------ Records shown

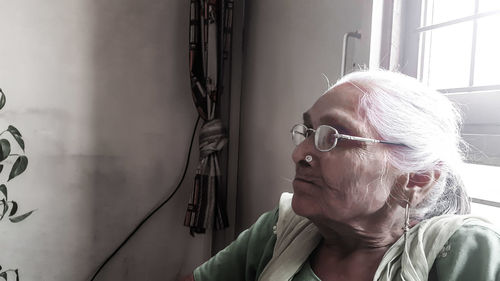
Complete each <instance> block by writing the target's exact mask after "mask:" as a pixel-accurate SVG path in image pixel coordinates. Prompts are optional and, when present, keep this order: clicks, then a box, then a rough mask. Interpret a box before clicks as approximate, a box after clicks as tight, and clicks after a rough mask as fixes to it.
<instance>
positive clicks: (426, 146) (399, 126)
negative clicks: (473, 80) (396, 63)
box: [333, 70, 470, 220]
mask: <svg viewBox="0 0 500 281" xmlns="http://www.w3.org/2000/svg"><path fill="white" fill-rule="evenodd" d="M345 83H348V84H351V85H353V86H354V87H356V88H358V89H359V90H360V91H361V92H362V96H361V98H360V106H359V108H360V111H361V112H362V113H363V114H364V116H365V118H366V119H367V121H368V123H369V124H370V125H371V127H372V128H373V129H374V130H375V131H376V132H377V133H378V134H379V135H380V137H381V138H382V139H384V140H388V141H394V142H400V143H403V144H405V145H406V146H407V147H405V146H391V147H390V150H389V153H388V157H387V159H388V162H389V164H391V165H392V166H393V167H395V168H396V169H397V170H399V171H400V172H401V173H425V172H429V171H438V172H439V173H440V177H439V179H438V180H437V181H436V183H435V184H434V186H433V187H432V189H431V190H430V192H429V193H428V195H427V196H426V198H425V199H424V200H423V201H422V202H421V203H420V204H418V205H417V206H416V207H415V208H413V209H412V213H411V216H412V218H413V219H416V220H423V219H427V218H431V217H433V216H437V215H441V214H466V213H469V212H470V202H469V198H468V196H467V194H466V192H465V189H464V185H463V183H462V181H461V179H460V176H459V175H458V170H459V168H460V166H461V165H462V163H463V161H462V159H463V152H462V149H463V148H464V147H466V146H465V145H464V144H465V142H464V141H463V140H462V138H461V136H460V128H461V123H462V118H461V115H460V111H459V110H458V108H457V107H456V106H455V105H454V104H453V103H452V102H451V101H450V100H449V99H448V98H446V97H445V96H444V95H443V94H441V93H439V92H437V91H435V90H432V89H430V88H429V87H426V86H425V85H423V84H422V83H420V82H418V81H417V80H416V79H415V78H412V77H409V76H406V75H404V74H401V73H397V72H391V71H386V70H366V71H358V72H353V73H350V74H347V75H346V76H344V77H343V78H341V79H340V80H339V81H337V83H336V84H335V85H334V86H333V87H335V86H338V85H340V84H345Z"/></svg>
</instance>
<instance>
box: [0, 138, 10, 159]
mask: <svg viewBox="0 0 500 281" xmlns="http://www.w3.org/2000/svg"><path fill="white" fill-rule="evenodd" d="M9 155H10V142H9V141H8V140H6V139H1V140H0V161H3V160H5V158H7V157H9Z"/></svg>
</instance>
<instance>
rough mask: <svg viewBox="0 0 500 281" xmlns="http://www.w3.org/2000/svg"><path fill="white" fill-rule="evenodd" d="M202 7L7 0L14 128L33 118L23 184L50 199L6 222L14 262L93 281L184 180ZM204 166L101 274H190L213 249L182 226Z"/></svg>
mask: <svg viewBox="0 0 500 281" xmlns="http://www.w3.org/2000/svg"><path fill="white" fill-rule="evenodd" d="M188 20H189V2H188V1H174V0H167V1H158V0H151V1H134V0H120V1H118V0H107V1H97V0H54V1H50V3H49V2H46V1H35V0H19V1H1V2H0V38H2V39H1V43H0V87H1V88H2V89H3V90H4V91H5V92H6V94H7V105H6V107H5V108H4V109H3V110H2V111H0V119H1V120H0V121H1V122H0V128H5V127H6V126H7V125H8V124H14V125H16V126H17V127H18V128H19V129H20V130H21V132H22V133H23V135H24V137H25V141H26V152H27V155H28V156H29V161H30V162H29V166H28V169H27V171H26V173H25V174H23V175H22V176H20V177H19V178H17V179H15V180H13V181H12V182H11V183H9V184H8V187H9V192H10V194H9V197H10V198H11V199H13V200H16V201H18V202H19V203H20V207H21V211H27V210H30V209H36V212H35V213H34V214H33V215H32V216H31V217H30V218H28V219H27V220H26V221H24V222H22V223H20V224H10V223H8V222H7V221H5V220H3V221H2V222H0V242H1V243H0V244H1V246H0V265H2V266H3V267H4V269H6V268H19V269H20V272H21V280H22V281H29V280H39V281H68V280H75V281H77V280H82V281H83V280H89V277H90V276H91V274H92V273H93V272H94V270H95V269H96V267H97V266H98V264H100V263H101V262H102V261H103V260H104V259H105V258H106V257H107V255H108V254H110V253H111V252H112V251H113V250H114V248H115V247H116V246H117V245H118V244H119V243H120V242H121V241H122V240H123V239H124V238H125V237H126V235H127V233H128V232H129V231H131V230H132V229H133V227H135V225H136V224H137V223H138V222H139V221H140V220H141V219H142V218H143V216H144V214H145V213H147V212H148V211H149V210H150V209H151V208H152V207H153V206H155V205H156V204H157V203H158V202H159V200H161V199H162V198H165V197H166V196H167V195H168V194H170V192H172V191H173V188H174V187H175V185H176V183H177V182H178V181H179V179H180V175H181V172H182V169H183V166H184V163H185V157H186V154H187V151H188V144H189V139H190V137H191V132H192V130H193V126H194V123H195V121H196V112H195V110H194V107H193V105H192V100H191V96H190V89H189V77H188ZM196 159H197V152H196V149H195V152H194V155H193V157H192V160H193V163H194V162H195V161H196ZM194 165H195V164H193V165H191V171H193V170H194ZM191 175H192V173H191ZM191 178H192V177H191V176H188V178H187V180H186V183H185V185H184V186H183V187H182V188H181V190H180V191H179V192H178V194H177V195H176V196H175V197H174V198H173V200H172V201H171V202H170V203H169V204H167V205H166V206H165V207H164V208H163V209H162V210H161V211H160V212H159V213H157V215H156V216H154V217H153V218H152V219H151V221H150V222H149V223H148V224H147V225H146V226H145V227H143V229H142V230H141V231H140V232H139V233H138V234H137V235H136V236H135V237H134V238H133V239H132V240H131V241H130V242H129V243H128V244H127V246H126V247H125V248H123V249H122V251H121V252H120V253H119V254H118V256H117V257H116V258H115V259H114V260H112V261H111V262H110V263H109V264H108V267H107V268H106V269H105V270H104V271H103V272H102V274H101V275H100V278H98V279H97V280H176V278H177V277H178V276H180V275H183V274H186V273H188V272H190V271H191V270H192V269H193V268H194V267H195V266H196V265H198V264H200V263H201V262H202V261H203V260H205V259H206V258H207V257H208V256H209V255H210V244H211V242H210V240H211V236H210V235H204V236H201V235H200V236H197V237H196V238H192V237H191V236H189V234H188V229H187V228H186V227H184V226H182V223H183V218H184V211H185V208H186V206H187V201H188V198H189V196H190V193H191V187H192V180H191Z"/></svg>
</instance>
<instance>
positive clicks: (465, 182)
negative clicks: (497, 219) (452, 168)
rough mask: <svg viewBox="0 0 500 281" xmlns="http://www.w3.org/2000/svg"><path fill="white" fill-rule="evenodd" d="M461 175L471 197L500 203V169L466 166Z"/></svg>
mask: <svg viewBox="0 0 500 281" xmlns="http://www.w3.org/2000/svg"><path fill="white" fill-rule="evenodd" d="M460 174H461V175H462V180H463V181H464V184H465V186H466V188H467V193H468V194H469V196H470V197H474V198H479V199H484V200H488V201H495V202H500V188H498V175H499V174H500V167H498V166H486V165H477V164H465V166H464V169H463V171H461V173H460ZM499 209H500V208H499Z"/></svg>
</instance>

------------

▶ Work instructions: Pick out each line above that includes "clicks" and show it.

▶ Output below:
Complete each <instance> block by writing the target's exact mask after "mask:" as a pixel-accurate SVG path in image pixel coordinates. Prompts are optional and, when present, keep this order: clicks, then a box, then a rough mask. Interpret a box before clicks as approximate, a box after clicks as tight, and clicks after a rough mask as fixes to it.
positive clicks: (426, 146) (399, 126)
negative clicks: (473, 80) (396, 63)
positive clicks: (465, 182)
negative clicks: (497, 219) (452, 168)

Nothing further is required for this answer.